So what Hebrews says about the word of God is disturbing. It removes the option of concealment where God is concerned. And that presses for a heightened sense of candor about the selves we would prefer to keep hidden, the selves we would not want to be seen on social media. What would that mean for God to have access to all of the personal information? For God to see all of the dynamics that are operative within us? Could that ever be helpful or welcome?

If we look at the imagery in a physical sense, the activity of God’s words is like a form of precision surgery. The sharp instrument is used with skill in order to open things up in a manner that the surgeon can see. The goal of surgical treatment can be bringing things to light, in order that they can be treated and improve the life of the patient. And that is what the word of God is designed to do as well, according to Hebrews. God opens the human heart in order to treat it. The word calls readers to the recognition of their own vulnerability in order that they might receive what God offers them.

God’s gift is expressed in the second part of the passage (Hebrews 4:14-16). The writer depicts Jesus as a sympathetic high priest. The shift is remarkable given the surgical imagery of the previous section, but the element of sympathy is the essential counterpart to being exposed. The word “sympathy” in Greek as in English conveys the idea of “feeling with” someone. We might better translate it “compassion.” When people undergo surgery they want to know that the physician is with them and for them. They need to know that the procedure is ultimately aimed at their wellbeing.

That same aspect of sympathy is central to the passage’s depiction of Jesus as high priest. He understands human vulnerability, since he has experienced it. And Jesus’ response to human vulnerability is one of grace, which brings healing. That way of depicting a high priest is in a sense extraordinary.

In the ancient world, the Jewish community had a high priest whose primary roles involved offering sacrifice within the temple precincts and presiding at other public functions. Ministering to the vulnerable was not usually listed as a primary role on the job description. The same was true of high priests in Greek and Roman contexts. They too had priests that oversaw the offering of sacrifices, but again it was not commonly said that sympathy was a part of the role. Yet by focusing on that sympathetic aspect of Jesus’ character, the writer invites the kind of confident trust that he commends to the readers, which he understands to be truly life-giving.

The dynamics in this passage are enacted in Christian community through the practice of confession and absolution. Where confession is a response to God’s word opening up the heart (Hebrews 4:12-13), the sympathetic word of grace is the response that heals and restores (4:14-16). The two aspects function together, much as medical diagnosis is accompanied by treatment in physical healing. Theologically this involves the interplay of law and gospel.

-- Questions to answer --
1) Translate this sentence from the commentary on Hebrews 4 into Spanish: "God opens the human heart in order to treat it."
2) Repeat the section of the commentary on Hebrews 4 that begins at the words "God’s gift is" and stops after "at their wellbeing.".

-- The data --
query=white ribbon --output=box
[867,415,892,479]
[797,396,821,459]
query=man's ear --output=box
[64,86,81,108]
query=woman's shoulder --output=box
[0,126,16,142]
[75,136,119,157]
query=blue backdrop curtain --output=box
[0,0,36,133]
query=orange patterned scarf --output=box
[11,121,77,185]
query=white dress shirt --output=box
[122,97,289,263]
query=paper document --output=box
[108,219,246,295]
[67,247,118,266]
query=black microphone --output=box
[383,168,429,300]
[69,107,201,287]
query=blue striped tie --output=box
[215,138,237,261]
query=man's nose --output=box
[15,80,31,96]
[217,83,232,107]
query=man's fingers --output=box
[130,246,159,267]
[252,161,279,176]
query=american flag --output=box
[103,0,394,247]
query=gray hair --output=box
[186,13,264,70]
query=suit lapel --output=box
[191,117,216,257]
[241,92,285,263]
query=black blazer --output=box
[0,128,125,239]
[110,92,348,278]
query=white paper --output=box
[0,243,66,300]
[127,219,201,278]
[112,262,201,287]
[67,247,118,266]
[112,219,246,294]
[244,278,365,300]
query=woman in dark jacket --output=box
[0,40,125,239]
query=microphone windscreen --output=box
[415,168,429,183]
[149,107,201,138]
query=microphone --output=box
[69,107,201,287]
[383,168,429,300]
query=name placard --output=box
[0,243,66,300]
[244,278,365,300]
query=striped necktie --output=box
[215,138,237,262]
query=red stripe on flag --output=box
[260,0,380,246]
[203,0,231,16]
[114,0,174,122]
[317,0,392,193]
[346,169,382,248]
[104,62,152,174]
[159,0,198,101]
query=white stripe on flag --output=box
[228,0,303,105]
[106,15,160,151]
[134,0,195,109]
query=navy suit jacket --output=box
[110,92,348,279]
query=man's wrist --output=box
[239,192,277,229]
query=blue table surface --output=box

-- Solutions below --
1) Dios abre el corazón humano para tratarlo.

2)
God’s gift is expressed in the second part of the passage (Hebrews 4:14-16). The writer depicts Jesus as a sympathetic high priest. The shift is remarkable given the surgical imagery of the previous section, but the element of sympathy is the essential counterpart to being exposed. The word “sympathy” in Greek as in English conveys the idea of “feeling with” someone. We might better translate it “compassion.” When people undergo surgery they want to know that the physician is with them and for them. They need to know that the procedure is ultimately aimed at their wellbeing.